[Saved entries]
[START]

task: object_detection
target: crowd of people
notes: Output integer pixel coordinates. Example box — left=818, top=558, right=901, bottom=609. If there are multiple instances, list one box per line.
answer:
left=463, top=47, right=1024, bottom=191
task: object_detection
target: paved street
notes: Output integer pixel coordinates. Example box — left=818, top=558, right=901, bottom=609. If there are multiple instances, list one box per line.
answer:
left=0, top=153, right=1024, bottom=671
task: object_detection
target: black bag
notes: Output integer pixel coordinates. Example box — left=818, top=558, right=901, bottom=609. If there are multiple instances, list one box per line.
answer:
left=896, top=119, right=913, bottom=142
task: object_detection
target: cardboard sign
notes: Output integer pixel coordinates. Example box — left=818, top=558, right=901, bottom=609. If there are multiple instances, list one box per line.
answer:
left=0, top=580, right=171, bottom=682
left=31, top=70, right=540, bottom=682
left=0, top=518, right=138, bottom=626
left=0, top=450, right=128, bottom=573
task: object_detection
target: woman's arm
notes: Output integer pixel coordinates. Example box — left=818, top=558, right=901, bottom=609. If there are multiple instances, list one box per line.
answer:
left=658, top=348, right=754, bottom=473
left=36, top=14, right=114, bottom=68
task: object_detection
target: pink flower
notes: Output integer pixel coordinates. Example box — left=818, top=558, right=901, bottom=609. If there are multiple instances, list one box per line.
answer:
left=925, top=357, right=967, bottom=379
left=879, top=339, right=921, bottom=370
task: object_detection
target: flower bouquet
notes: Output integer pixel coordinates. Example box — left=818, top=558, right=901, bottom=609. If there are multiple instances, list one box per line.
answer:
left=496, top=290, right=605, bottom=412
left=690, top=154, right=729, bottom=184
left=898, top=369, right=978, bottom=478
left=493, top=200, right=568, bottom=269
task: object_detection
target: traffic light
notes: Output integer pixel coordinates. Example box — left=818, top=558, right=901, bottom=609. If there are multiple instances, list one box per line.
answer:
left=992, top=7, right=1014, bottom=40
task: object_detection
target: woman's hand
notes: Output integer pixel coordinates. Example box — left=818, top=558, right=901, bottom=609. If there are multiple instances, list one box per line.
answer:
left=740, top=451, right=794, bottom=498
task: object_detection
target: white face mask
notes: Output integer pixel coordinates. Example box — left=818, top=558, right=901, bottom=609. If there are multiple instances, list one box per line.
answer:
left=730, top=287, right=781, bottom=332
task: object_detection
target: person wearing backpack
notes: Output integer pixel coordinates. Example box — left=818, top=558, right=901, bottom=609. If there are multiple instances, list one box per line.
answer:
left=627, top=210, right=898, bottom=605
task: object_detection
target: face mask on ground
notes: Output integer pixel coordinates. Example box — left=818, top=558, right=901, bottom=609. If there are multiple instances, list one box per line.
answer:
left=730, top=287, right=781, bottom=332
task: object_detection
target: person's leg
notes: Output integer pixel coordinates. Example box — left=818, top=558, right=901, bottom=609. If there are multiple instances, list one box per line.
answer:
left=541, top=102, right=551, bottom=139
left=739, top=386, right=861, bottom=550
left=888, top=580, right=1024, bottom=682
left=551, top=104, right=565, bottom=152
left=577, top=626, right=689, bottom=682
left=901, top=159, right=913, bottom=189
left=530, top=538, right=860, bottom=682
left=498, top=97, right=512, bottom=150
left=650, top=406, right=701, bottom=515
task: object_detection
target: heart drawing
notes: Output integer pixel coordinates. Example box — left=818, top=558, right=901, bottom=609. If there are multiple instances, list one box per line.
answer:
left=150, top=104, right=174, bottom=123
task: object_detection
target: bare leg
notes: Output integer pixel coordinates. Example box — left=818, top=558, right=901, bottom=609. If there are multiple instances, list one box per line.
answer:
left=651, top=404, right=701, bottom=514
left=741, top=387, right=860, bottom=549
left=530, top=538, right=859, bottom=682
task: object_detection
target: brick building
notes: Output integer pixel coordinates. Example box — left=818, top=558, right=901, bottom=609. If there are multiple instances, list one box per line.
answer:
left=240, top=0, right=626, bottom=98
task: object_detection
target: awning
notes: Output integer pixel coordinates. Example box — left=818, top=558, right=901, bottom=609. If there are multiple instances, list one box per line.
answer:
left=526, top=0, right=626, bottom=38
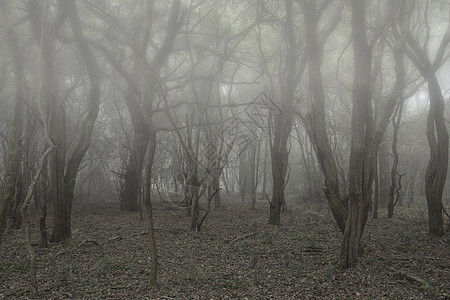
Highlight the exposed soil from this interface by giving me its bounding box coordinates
[0,198,450,299]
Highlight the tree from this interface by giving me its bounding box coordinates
[0,1,25,243]
[394,0,450,235]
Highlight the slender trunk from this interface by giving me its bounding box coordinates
[339,0,373,268]
[425,74,448,236]
[302,1,347,232]
[64,0,100,218]
[144,127,158,287]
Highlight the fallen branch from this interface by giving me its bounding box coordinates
[101,236,123,245]
[225,232,255,244]
[395,271,448,297]
[55,240,102,258]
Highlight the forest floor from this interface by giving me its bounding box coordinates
[0,201,450,299]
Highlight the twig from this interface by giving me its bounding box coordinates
[225,232,255,244]
[266,195,274,209]
[55,240,102,258]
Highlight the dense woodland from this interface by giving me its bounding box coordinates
[0,0,450,299]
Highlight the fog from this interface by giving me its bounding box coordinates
[0,0,450,298]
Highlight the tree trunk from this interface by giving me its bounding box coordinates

[END]

### What to do
Can you substitute "from this image" for every "from this interface" in all the items above, keeping everything else the same and leaving the pictures out of your answer?

### Final answer
task: object_detection
target: crowd of people
notes: Output integer pixel coordinates. Example box — left=818, top=558, right=901, bottom=609. If there are multiple instances, list one box per line.
answer:
left=463, top=47, right=1024, bottom=191
task: object_detection
target: paved street
notes: Output integer pixel coordinates. Example box — left=818, top=558, right=901, bottom=609. If there are multiple instances, list one box per line.
answer:
left=0, top=153, right=1024, bottom=671
task: object_detection
target: black bag
notes: Output integer pixel coordinates. Example box — left=818, top=558, right=901, bottom=609. If there are multiple instances, list one box per line.
answer:
left=896, top=119, right=913, bottom=142
task: object_detection
target: cardboard sign
notes: Output integer pixel coordinates. Example box — left=818, top=558, right=901, bottom=609. If there are multiple instances, list one box per line.
answer:
left=0, top=580, right=171, bottom=682
left=31, top=70, right=540, bottom=682
left=0, top=518, right=138, bottom=626
left=0, top=450, right=128, bottom=573
task: object_detection
target: woman's arm
notes: Output integer pixel coordinates. Example box — left=818, top=558, right=901, bottom=609. If there are multiple instances, list one box per line.
answer:
left=658, top=348, right=754, bottom=473
left=36, top=14, right=114, bottom=68
task: object_detection
target: pink flower
notes: Output integer pixel coordinates. Example box — left=818, top=558, right=901, bottom=609. If there are multiple instances, list one box per line.
answer:
left=925, top=357, right=967, bottom=379
left=879, top=339, right=921, bottom=370
task: object_detection
target: flower bouquet
notes: Output integer pixel coordinates. Example box — left=818, top=558, right=901, bottom=609. If there are multiple instances, list one box per line.
answer:
left=496, top=290, right=605, bottom=412
left=690, top=154, right=729, bottom=184
left=898, top=369, right=978, bottom=478
left=493, top=200, right=568, bottom=269
task: object_detection
target: traffic light
notes: Output integer pixel coordinates. Example box — left=818, top=558, right=901, bottom=609. If there are multiple instances, list one box per line.
answer:
left=992, top=7, right=1014, bottom=40
task: object_detection
target: woman's hand
notes: Output integer pixel coordinates. Example box — left=818, top=558, right=901, bottom=609. If there are multiple instances, list one box per line.
answer:
left=740, top=451, right=794, bottom=498
task: object_detection
target: white face mask
notes: Output integer pixel coordinates. Example box — left=818, top=558, right=901, bottom=609. If there are multiple instances, list one box per line.
answer:
left=730, top=287, right=781, bottom=332
task: object_detection
target: person wearing backpack
notes: Output integer pixel coordinates. Example box — left=818, top=558, right=901, bottom=609. If there are multiple instances, list one box per line.
answer:
left=627, top=210, right=898, bottom=605
task: object_detection
target: face mask on ground
notes: Output integer pixel coordinates. Example box — left=818, top=558, right=901, bottom=609. If there are multiple instances, list one box per line.
answer:
left=730, top=287, right=781, bottom=332
task: object_detection
target: person's leg
notes: Output integer pixel coordinates. Example box — left=818, top=558, right=901, bottom=609. If there are multiple instances, list one box per line.
answer:
left=541, top=102, right=551, bottom=139
left=739, top=386, right=861, bottom=550
left=888, top=580, right=1024, bottom=682
left=551, top=104, right=565, bottom=152
left=577, top=626, right=689, bottom=682
left=901, top=159, right=913, bottom=189
left=530, top=538, right=860, bottom=682
left=498, top=97, right=512, bottom=150
left=650, top=406, right=701, bottom=515
task: object_detection
target: heart drawing
notes: Output integer pixel coordinates. Example box — left=818, top=558, right=901, bottom=609. If there are multiple instances, list one box per line.
answer:
left=150, top=104, right=174, bottom=123
task: object_detection
target: bare leg
notes: Output integer pixel coordinates. Example box — left=818, top=558, right=901, bottom=609. If there are multiple instances, list one box per line.
answer:
left=651, top=404, right=701, bottom=514
left=741, top=387, right=860, bottom=549
left=530, top=538, right=859, bottom=682
task: object_detection
target: brick building
notes: Output integer pixel coordinates. Example box — left=818, top=558, right=901, bottom=609. If there are multiple instances, list one box per line.
answer:
left=240, top=0, right=626, bottom=98
task: object_detection
target: awning
notes: Output integer pixel coordinates. Example box — left=818, top=558, right=901, bottom=609. If there are multiple instances, list one box per line.
answer:
left=526, top=0, right=626, bottom=38
Highlight the exposed soil from this image by giving me its bounding box coordinates
[0,198,450,299]
Highlight the tree from this image by giving me its bounding box coordinates
[0,1,25,243]
[394,0,450,235]
Highlight the slender trunk from this image by giving me its bounding box coordinates
[339,0,373,268]
[425,74,448,236]
[302,1,347,232]
[64,0,100,218]
[144,127,158,287]
Highlight the fallen branch from this image by giving me its bounding box coordinates
[101,236,123,245]
[225,232,255,244]
[395,271,448,297]
[55,240,102,258]
Highlight the forest floor from this image by giving me its bounding box coordinates
[0,201,450,299]
Highlight the twig from this image by giving me its bounding box coordinates
[225,232,255,244]
[266,195,274,209]
[55,240,102,258]
Highlight the dense woodland from this image by giving me its bounding box coordinates
[0,0,450,299]
Highlight the fog from this image by giving me its bounding box coordinates
[0,0,450,298]
Highlight the tree trunk from this image by giving me its bounding box coordinates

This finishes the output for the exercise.